Einträge aus einem Zeige-Datensatz:

·····

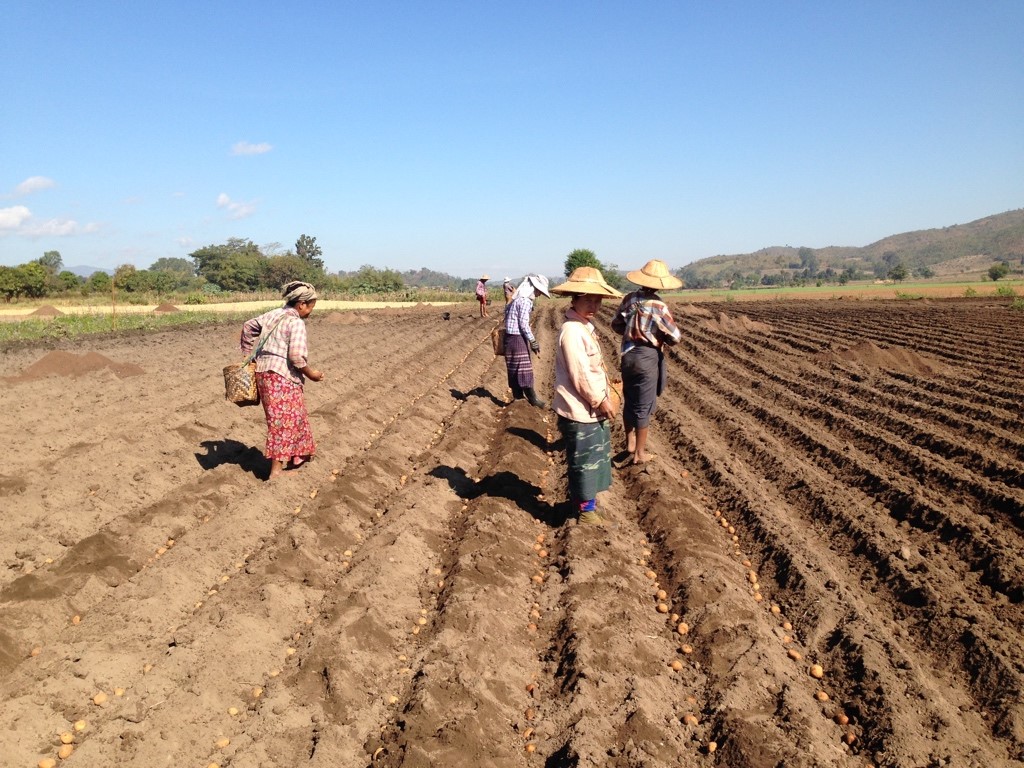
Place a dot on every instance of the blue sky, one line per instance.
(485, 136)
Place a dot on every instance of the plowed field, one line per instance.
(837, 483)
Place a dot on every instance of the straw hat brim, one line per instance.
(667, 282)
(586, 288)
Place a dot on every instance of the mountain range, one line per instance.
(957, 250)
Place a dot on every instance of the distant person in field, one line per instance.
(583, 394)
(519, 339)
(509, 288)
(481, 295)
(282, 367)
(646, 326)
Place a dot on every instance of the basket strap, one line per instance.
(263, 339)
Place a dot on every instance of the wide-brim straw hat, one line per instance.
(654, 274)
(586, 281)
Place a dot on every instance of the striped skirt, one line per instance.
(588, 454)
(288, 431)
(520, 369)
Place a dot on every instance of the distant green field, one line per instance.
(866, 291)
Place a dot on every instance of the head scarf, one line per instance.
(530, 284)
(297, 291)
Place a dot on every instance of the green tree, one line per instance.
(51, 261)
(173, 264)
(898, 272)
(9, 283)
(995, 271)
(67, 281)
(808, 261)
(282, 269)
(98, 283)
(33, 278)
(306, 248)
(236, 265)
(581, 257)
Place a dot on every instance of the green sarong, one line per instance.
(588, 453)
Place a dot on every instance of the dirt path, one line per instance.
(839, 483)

·····

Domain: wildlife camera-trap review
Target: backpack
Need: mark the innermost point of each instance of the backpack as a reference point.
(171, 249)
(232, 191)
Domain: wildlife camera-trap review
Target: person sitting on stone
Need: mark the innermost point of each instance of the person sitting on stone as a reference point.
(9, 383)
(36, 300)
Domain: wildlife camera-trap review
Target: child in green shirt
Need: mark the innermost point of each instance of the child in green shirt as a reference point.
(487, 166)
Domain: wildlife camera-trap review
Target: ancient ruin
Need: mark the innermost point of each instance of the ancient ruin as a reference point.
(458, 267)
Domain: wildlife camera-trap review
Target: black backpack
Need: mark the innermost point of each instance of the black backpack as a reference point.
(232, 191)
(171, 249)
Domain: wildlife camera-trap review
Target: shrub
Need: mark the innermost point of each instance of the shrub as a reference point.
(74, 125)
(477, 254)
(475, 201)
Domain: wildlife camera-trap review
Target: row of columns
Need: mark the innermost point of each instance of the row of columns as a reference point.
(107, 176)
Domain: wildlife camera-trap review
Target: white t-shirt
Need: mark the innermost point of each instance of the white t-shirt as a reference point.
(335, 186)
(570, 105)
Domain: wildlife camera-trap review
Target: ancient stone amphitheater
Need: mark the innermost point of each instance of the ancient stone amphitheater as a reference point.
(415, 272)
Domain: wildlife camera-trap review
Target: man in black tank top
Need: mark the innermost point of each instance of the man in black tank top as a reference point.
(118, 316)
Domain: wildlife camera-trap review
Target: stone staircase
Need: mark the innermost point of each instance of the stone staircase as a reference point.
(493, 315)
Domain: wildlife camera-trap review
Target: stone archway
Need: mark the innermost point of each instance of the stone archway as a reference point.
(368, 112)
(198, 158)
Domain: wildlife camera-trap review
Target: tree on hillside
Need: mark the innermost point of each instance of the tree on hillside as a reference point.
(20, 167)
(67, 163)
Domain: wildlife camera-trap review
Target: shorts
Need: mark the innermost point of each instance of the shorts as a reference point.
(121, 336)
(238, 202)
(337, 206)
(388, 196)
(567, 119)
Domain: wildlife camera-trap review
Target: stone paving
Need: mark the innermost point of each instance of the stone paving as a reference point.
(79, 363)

·····

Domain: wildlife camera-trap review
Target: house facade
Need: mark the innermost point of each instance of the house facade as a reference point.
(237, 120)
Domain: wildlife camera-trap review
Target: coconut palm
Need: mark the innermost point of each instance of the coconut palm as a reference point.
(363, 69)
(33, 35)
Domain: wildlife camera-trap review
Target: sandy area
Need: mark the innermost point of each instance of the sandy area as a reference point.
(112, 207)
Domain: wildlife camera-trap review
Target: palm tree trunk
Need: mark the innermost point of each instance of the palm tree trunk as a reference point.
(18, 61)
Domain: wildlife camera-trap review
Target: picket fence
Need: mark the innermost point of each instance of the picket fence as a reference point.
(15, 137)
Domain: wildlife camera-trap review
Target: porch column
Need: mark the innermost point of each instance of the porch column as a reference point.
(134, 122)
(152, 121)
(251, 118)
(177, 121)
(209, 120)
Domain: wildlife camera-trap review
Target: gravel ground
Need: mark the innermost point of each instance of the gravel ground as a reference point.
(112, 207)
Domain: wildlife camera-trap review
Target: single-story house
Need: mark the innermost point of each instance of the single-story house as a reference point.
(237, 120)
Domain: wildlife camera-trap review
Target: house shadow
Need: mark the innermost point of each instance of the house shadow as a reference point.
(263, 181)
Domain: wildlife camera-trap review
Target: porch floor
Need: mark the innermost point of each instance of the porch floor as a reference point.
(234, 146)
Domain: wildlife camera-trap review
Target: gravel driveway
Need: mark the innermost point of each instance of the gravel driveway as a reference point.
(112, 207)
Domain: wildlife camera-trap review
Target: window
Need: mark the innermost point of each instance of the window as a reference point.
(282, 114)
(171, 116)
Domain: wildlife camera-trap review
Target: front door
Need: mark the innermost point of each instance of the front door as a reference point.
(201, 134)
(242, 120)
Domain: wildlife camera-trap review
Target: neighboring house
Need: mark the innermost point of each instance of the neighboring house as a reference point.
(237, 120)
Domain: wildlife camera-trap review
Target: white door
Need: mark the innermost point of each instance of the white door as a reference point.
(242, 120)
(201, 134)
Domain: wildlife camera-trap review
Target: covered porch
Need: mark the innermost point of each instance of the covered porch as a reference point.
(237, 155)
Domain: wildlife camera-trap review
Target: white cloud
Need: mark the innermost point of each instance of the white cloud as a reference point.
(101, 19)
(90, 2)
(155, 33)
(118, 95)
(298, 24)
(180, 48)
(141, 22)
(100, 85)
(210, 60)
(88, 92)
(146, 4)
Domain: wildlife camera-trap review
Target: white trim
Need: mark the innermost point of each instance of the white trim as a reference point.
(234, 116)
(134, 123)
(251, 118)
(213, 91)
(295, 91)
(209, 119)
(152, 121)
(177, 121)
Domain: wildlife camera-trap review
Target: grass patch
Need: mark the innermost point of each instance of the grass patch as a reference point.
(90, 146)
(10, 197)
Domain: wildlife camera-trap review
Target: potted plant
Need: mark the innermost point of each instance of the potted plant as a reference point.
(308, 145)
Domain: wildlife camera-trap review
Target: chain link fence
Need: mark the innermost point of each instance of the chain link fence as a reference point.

·····

Deine Aufgabe.
Führe jede Zeile aus den Einträgen oben vollständig auf, in der das Wort „front“ vorkommt. Groß- und Kleinschreibung zählt dabei.

Ergebnis.
Target: front door
Need: mark the innermost point of each instance of the front door as a reference point.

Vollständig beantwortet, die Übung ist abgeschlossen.